He looks smooth but that video doesn't really help. 

I'm going to say back to you what I think is the gist of your position: Rather than purely mashing down, riders start pushing the pedals earlier in an attempt to eliminate the "dead spot" at the top of the stroke.


----------



## cxwrench (Nov 9, 2004)

dnc said:


> Pedaling without a dead spot sector or pause in your power application, starting your power stroke at 11 instead of 1 o'c and ending at 5 o'c, applying the same power at 12 as at 3 o'c, as this video (I hope) demonstrates. Youtube.com Videos - RECORD DELL'ORA: JACQUES ANQUETIL 1967 (AL VIGORELLI) Videos


I fail to see how a video from the late 60's of Anquetil demonstrates anything at all about where in his pedal stroke he makes power or not. All it shows is that he pedals somewhat toes down. Big deal. With no "BrimBros" power meter magic there is no way you tell anything from this. 
Isn't that the reason you haven't been able to tell us all how your idea works? If you haven't been able to show proof, then a 46 year old video sure as hell isn't going to prove anything.


----------



## dnc (Feb 8, 2003)

cxwrench said:


> I fail to see how a video from the late 60's of Anquetil demonstrates anything at all about where in his pedal stroke he makes power or not. All it shows is that he pedals somewhat toes down. Big deal. With no "BrimBros" power meter magic there is no way you tell anything from this.
> Isn't that the reason you haven't been able to tell us all how your idea works? If you haven't been able to show proof, then a 46 year old video sure as hell isn't going to prove anything.


 That video shows what the pedaling looks like to an observer but you are right, even to his team mates it revealed absolutely nothing about his application of torque to the crank because all muscle action is hidden under the skin and that's why he was able to retain his TT pedaling secret throughout his racing years. I have told you how the idea works and where the muscle action and power application takes place, the difficulty arises in trying to explain how this maximal torque is applied through 12 o'c because it happens so fast with a flick of the ankle as it travels up from 5 to 11 o'c and maximal use of the rear end and calf muscles in the simple knack that is used to smoothly apply this additional torque between 11 and 2 o'c. You can't make effective use of the calf muscles if you try to push through 12 o'c. Wait for BrimBros PM to confirm my claim and then the non believers might be interested. It is said if something sounds too good to be true it usually is but in those cases money is nearly always involved, like all other attempts to solve the problem of the dead spot.


----------



## cxwrench (Nov 9, 2004)

*PROVIDED DATA:*

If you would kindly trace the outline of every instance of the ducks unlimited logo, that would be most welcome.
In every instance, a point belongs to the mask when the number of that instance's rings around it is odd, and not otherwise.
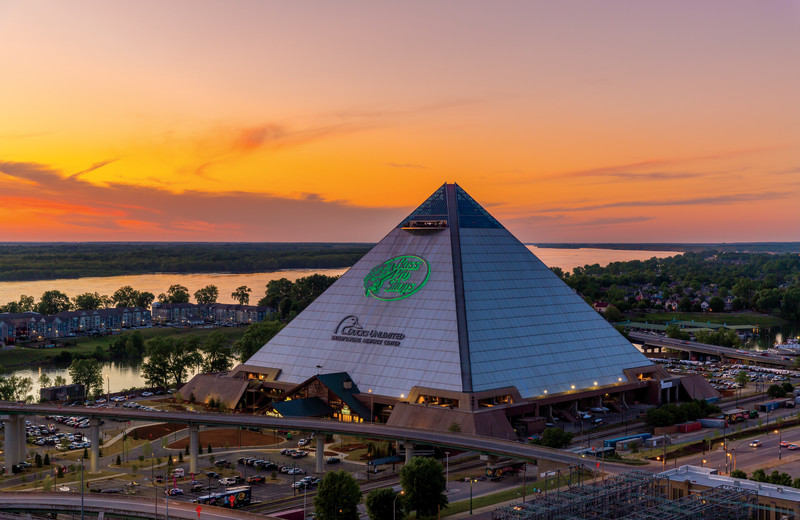
[[[422,289],[430,275],[431,266],[424,258],[396,256],[372,268],[364,277],[364,291],[378,300],[402,300]]]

*WORK TO DO:*
[1] In the pedaling thread, at which clock positions does dnc say the power stroke should start and end?
[2] According to dnc in the pedaling thread, why did the Anquetil video reveal nothing about how he applied torque to the crank, even to his teammates?
[3] From the pedaling thread, extract the passage starting at "I'm going to" and ending at "of the stroke.".

*SOLUTIONS:*
[1] It should start at 11 o'clock instead of 1 o'clock and end at 5 o'clock.

[2] The video only shows what the pedaling looks like to an observer. All the muscle action is hidden under the skin, and that is why Anquetil kept his time-trial pedaling secret throughout his racing years.

[3]
I'm going to say back to you what I think is the gist of your position: Rather than purely mashing down, riders start pushing the pedals earlier in an attempt to eliminate the "dead spot" at the top of the stroke.